== SOURCE ==

La représentation camusienne de la figure Hélène, étant celle-ci le symbole parfait de la beauté et de la mesure, ne peut que rappeler celle de certains personnages de La Guerre de Troie n’aura pas lieu : notamment Priam, le Géomètre et Démokos. En réalité, si nous adoptons un regard plus attentif, les ressemblances ne sont que partielles. Quoiqu’ils chantent les louanges de tout ce qui est idéal (la beauté au-dessus de tout), ces personnages manifestent d’autres prédilections : celle de la guerre, surtout. En d’autres termes, le concept de beauté subit une déformation : au lieu d’être fin, elle devient moyen. Lors de la grande scène collective où Hector tente de convaincre son père de laisser partir Hélène, l’éloge que Priam fait de la guerre dépasse celui sur la beauté (la guerre serait même cause de la beauté, sinon de tout sens) :

PRIAM : Mais savez-vous pourquoi vous êtes là, toutes si belles et si vaillantes ? C’est parce que vos maris et vos pères et vos aïeux furent des guerriers. S’ils avaient été paresseux aux armes, s’ils n’avaient pas su que cette occupation terne et stupide qu’est la vie se justifie soudain et s’illumine par le mépris que les hommes ont d’elle, c’est vous qui seriez lâches et réclameriez la guerre. Il n’y a pas deux façons de se rendre immortel ici-bas, c’est d’oublier qu’on est mortel (Giraudoux, 1982, p. 501).

===
== LES ENREGISTREMENTS ==

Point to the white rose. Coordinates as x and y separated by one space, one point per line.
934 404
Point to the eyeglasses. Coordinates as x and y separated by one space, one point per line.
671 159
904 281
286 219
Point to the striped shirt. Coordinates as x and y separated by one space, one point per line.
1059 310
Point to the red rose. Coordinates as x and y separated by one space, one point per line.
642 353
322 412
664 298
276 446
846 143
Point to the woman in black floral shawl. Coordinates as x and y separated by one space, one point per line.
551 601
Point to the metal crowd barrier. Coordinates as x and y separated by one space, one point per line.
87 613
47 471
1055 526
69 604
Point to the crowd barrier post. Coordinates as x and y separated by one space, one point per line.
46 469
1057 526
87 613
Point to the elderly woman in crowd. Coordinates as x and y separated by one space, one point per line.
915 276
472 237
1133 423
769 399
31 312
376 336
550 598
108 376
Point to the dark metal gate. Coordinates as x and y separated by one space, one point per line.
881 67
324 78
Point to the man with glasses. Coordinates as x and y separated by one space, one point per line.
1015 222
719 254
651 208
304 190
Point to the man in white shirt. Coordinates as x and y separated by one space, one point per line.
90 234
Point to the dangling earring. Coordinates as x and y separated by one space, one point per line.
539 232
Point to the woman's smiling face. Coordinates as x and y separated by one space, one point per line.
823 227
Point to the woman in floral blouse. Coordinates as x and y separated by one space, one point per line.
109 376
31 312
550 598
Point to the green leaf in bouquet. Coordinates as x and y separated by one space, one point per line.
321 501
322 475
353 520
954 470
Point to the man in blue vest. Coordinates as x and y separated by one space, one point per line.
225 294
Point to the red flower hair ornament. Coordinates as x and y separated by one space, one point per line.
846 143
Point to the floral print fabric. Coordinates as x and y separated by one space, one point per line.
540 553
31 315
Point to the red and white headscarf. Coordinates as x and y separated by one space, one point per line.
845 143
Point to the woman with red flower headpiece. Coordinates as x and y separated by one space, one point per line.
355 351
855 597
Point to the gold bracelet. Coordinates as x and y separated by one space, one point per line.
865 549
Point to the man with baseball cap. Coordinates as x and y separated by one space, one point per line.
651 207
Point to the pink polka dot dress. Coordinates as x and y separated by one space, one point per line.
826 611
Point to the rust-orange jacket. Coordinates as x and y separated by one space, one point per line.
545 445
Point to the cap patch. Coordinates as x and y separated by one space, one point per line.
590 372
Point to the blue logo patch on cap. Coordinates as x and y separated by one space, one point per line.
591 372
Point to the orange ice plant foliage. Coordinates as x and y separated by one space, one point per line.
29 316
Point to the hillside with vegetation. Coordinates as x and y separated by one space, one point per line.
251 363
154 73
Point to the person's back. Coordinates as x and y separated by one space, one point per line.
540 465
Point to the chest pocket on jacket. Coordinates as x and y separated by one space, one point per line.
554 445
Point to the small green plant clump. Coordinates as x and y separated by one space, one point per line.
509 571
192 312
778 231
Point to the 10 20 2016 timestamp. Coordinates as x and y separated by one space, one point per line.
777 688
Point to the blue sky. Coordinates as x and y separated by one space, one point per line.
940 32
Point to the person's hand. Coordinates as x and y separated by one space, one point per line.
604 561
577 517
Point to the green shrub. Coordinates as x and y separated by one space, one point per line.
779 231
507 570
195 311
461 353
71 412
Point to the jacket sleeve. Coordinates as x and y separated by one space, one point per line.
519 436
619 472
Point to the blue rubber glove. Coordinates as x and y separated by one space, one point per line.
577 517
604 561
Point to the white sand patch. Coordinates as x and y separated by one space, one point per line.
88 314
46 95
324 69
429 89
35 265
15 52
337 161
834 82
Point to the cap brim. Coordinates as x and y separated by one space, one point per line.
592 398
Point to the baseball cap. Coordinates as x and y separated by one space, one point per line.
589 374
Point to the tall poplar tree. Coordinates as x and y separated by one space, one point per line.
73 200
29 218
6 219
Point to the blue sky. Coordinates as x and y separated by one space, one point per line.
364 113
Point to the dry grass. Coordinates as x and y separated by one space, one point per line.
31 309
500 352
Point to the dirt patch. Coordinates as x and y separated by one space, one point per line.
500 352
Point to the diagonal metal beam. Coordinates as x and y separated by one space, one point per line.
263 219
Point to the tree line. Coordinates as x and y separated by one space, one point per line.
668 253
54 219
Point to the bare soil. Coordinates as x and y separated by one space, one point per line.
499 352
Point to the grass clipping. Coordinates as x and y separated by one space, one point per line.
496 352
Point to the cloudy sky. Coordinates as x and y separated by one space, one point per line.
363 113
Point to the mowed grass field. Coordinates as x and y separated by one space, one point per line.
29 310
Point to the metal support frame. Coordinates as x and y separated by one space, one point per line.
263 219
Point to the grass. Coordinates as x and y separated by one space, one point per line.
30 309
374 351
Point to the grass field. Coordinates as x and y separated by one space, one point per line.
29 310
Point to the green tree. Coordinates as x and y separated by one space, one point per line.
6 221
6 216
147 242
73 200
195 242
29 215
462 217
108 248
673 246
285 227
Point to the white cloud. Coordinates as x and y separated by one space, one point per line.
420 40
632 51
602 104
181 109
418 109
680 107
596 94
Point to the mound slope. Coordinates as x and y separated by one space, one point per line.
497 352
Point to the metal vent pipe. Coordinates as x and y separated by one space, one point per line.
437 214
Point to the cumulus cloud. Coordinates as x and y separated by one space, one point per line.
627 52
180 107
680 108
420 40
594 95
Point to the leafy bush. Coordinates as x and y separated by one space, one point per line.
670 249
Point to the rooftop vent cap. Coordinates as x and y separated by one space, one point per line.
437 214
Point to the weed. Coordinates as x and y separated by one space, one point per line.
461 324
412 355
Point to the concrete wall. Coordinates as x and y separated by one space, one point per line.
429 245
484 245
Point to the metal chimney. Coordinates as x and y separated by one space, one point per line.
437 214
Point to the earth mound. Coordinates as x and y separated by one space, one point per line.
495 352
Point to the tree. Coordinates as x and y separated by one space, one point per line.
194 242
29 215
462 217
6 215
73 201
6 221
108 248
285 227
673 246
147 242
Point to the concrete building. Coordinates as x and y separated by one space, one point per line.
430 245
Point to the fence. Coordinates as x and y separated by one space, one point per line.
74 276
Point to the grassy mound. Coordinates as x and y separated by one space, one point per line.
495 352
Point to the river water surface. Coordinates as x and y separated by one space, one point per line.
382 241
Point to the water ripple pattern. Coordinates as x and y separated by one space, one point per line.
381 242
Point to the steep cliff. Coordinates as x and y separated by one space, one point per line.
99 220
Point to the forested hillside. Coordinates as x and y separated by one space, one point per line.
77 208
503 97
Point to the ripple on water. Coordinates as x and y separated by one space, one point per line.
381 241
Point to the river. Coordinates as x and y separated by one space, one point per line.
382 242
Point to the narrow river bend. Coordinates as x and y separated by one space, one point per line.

===

**CONSIGNES:**
**a.** Répondez brièvement aux questions suivantes d'après la source :
(i) Quels personnages de La Guerre de Troie n'aura pas lieu sont cités ?
(ii) Que devient le concept de beauté chez ces personnages ?
(iii) Selon Priam, quelle est l'unique façon de se rendre immortel ici-bas ?
**b.** Disposez en tableau Markdown les lignes des enregistrements, en commençant à la ligne qui contient "Point to the steep" et en terminant à la fin des enregistrements. Utilisez les colonnes Numéro et Contenu, et omettez les lignes vides.
La source et les enregistrements n'ont aucun rapport l'un avec l'autre.

**RÉPONSES RÉDIGÉES:**
**a.**
(i) Priam, le Géomètre et Démokos.
(ii) Il subit une déformation : au lieu d'être fin, la beauté devient moyen.
(iii) Oublier qu'on est mortel.

**b.**
| Numéro | Contenu |
|---|---|
| 1 | Point to the steep cliff. Coordinates as x and y separated by one space, one point per line. |
| 2 | 99 220 |
| 3 | Point to the forested hillside. Coordinates as x and y separated by one space, one point per line. |
| 4 | 77 208 |
| 5 | 503 97 |
| 6 | Point to the ripple on water. Coordinates as x and y separated by one space, one point per line. |
| 7 | 381 241 |
| 8 | Point to the river. Coordinates as x and y separated by one space, one point per line. |
| 9 | 382 242 |
| 10 | Point to the narrow river bend. Coordinates as x and y separated by one space, one point per line. |